══ EXTRAIT ══

Mais il existe autre explication possible : la politique monétaire serait sujette à la dominance budgétaire ou à la capture budgétaire. Si l'on suit cette interprétation, les principales banques centrales se sont engagées dans des politiques agressives de taux d'intérêt bas et d'achats d'avoirs en vue de soutenir les politiques budgetaires expansionnistes de leurs gouvernements, quoiqu'elles aient su que de telles politiques étaient susceptibles d'aller à l'encontre de leur mandat de stabilité des prix et qu'elles n'étaient pas nécessaires pour préserver la stabilité financière.

═══

SÉRIE DE CONSIGNES ->
(a) Dans l'extrait sur la politique monétaire, à quel mandat des banques centrales les politiques de taux bas et d'achats d'avoirs risquaient-elles de s'opposer ?
(b) Prolongez l'extrait sur la politique monétaire et la dominance budgétaire en reprenant juste après sa dernière phrase.
Ces lignes n'ont aucun rapport avec l'extrait.

══ LIGNES FOURNIES ══

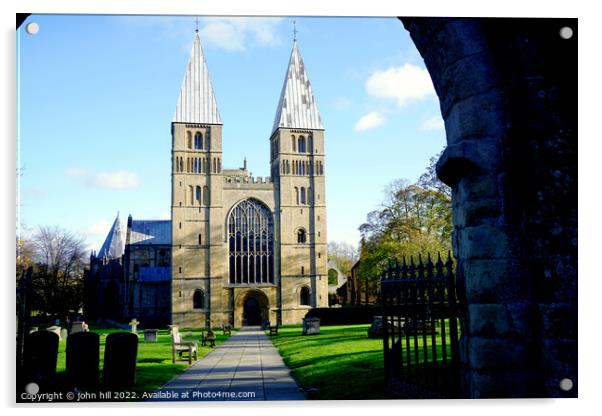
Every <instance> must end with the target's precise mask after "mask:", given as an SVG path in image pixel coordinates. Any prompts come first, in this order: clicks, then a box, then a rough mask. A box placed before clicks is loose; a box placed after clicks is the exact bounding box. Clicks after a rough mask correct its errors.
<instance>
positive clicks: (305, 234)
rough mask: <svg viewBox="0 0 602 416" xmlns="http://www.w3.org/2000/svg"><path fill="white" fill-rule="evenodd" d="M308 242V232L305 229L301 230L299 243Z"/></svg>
mask: <svg viewBox="0 0 602 416" xmlns="http://www.w3.org/2000/svg"><path fill="white" fill-rule="evenodd" d="M306 242H307V232H306V231H305V230H304V229H303V228H299V230H298V231H297V243H302V244H303V243H306Z"/></svg>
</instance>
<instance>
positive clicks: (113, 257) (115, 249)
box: [97, 213, 125, 259]
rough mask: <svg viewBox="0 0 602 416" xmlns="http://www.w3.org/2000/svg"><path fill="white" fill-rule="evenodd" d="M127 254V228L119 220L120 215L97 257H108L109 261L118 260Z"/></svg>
mask: <svg viewBox="0 0 602 416" xmlns="http://www.w3.org/2000/svg"><path fill="white" fill-rule="evenodd" d="M124 252H125V228H124V227H123V224H122V223H121V220H120V219H119V213H117V217H116V218H115V221H114V222H113V225H112V226H111V229H110V230H109V234H108V235H107V238H106V239H105V242H104V244H103V245H102V247H101V248H100V251H99V252H98V255H97V257H104V256H107V258H108V259H118V258H119V257H121V256H122V255H123V253H124Z"/></svg>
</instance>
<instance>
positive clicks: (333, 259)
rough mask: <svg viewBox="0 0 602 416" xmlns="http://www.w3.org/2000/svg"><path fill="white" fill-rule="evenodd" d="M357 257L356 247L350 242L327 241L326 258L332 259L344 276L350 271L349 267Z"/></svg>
mask: <svg viewBox="0 0 602 416" xmlns="http://www.w3.org/2000/svg"><path fill="white" fill-rule="evenodd" d="M358 257H359V256H358V252H357V249H356V248H355V247H353V246H352V245H351V244H349V243H345V242H342V241H329V242H328V260H331V261H333V262H334V264H336V266H337V268H338V269H339V270H340V271H341V272H342V273H343V274H345V275H346V276H348V275H349V274H350V273H351V267H353V264H354V263H355V262H356V261H357V259H358Z"/></svg>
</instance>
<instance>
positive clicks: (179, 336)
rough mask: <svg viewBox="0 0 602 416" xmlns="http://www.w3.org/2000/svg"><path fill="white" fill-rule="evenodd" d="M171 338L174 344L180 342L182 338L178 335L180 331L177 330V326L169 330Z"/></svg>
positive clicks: (178, 342)
mask: <svg viewBox="0 0 602 416" xmlns="http://www.w3.org/2000/svg"><path fill="white" fill-rule="evenodd" d="M171 340H172V341H173V343H174V344H179V343H180V342H182V338H181V337H180V331H178V328H173V329H172V330H171Z"/></svg>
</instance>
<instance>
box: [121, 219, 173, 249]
mask: <svg viewBox="0 0 602 416" xmlns="http://www.w3.org/2000/svg"><path fill="white" fill-rule="evenodd" d="M141 244H166V245H170V244H171V221H170V220H133V221H132V232H131V234H130V245H141Z"/></svg>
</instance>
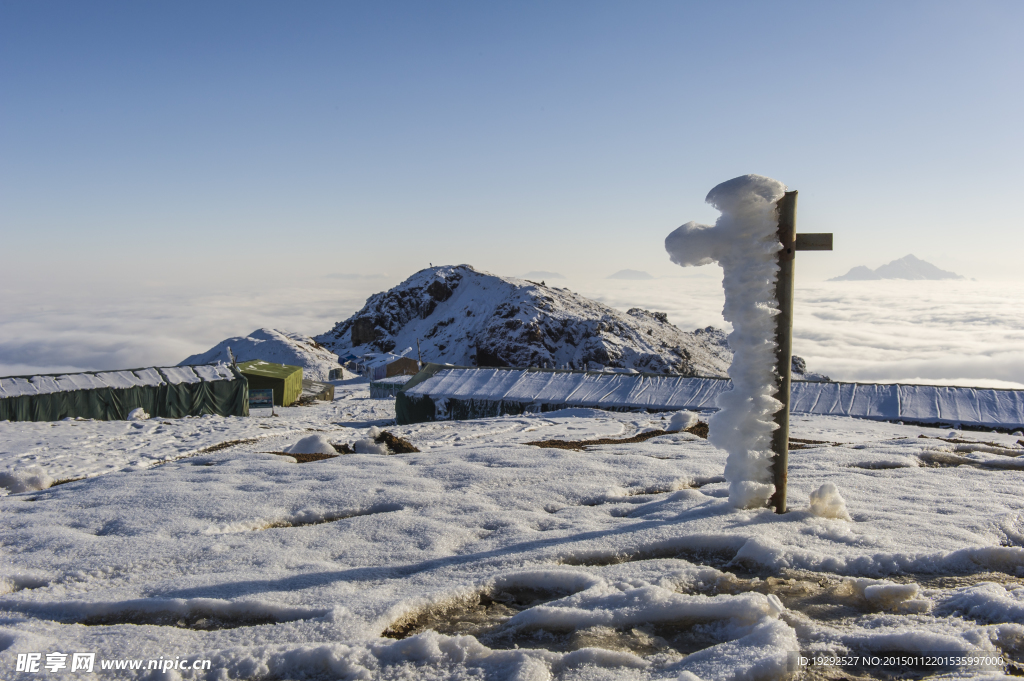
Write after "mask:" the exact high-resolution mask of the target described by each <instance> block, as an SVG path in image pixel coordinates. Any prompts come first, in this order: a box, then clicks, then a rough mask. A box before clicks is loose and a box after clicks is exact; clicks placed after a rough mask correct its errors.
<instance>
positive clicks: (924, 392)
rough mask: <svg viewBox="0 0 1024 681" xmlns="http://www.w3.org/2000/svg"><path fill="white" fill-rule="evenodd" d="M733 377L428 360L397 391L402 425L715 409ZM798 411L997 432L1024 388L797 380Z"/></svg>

═══

CORRIGÉ ->
(a) Leur mandat de stabilité des prix.

(b)
L'interprétation de la « capture budgétaire » est particulièrement convaincante pour la BCE, qui doit faire face à plusieurs États souverains confrontés à des problèmes de soutenabilité de la dette. La Grèce, l'Italie, le Portugal et l'Espagne sont tous des pays fragiles sur le plan budgétaire. Et la France, la Belgique et Chypre pourraient également faire face à des problèmes de financement souverain quand la prochaine phase descendante du cycle va s'amorcer, ou quand les taux d'intérêt sans risque vont se normaliser après les niveaux extraordinairement bas de la décennie passée, ou quand le risque souverain sera estimé à un prix plus réaliste.